### INPUT DATA ###

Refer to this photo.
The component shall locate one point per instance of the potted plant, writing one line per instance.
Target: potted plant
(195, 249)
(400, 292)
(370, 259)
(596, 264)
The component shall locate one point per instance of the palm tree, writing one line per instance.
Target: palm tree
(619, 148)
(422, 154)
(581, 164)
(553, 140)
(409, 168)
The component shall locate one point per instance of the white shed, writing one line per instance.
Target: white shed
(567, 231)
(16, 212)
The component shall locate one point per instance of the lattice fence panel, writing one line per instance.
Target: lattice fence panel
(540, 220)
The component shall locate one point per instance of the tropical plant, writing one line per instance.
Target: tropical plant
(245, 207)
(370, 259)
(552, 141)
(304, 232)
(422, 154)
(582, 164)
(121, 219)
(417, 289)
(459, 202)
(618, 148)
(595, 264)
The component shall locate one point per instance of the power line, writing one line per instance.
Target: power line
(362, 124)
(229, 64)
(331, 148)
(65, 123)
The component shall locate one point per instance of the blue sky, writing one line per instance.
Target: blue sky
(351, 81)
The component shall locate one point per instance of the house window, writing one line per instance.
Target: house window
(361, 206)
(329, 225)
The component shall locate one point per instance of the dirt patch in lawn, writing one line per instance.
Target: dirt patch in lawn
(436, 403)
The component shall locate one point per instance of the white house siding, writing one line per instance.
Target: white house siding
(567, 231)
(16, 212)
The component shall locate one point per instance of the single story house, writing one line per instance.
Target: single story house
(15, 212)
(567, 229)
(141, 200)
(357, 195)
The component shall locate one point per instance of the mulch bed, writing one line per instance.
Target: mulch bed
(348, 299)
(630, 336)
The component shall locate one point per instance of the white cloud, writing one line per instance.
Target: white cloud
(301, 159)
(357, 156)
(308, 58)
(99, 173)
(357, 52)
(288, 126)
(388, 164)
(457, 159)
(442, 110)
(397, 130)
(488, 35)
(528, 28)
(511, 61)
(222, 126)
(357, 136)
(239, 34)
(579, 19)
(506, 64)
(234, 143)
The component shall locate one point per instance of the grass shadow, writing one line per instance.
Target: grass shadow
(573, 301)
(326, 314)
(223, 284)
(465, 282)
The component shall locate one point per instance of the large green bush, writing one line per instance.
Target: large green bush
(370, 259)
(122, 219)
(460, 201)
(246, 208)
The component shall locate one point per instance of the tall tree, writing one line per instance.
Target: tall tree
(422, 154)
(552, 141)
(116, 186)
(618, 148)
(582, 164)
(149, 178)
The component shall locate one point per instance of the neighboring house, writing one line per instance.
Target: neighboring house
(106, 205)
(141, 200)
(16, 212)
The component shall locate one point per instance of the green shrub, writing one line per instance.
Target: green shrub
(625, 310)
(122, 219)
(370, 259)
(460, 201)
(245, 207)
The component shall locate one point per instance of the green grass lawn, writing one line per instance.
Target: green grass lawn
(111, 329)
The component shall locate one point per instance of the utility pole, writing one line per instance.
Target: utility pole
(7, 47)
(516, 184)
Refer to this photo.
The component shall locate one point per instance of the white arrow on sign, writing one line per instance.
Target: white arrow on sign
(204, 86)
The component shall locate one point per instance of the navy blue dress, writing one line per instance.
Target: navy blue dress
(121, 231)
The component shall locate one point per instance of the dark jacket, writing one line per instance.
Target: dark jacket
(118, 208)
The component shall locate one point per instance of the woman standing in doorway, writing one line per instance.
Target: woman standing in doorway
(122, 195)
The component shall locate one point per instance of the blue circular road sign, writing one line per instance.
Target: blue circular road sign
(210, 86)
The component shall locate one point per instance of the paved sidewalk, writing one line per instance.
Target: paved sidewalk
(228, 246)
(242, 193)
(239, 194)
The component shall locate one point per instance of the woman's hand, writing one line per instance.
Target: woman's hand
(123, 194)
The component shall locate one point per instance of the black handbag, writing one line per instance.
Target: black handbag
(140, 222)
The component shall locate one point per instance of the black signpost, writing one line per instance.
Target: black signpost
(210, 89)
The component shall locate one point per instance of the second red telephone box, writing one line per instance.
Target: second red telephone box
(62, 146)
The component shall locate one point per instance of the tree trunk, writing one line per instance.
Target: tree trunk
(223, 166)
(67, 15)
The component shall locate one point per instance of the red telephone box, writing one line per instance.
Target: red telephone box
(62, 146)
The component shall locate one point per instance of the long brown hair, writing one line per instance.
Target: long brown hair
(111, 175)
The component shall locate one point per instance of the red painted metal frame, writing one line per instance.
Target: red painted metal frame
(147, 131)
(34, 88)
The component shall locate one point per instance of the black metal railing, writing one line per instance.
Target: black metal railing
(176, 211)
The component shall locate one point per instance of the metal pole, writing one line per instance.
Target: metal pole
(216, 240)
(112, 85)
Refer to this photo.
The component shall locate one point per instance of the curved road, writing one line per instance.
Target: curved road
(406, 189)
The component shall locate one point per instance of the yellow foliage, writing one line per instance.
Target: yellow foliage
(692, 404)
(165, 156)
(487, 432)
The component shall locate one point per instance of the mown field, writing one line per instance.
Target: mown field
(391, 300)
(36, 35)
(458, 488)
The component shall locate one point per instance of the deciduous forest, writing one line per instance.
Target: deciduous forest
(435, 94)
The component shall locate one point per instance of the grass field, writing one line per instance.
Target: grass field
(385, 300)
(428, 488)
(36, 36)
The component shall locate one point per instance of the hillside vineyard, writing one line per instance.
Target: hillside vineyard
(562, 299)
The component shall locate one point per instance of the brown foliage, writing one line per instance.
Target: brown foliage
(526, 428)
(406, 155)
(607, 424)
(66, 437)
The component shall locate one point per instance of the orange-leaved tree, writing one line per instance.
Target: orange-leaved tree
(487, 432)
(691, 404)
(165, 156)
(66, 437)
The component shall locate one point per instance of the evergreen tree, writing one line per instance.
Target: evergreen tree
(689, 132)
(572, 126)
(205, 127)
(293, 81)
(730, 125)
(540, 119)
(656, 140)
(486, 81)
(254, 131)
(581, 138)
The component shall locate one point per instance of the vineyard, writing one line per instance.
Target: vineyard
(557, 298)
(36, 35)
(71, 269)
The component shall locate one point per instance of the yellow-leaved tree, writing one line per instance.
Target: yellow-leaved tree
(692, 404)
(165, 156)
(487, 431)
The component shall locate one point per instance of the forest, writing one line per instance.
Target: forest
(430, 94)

###

Only the lines from the start of the data to the line holding "The component shall locate one point per instance of the lattice" are wanted; return them exactly, both ends included.

**SOLUTION BELOW:**
Refer to this photo.
The component shall locate one point per instance of the potted plant, writing one line per instance.
Target: potted plant
(195, 249)
(400, 292)
(370, 259)
(596, 264)
The component shall locate one point per instance of the palm tree, writing one line per instance.
Target: palm tree
(619, 148)
(422, 154)
(581, 164)
(553, 140)
(409, 168)
The component shall locate one point per instance of the white shed, writing one line per instance.
Target: white shed
(567, 231)
(16, 212)
The component shall locate one point per instance of the lattice fence panel, writing one line per instance.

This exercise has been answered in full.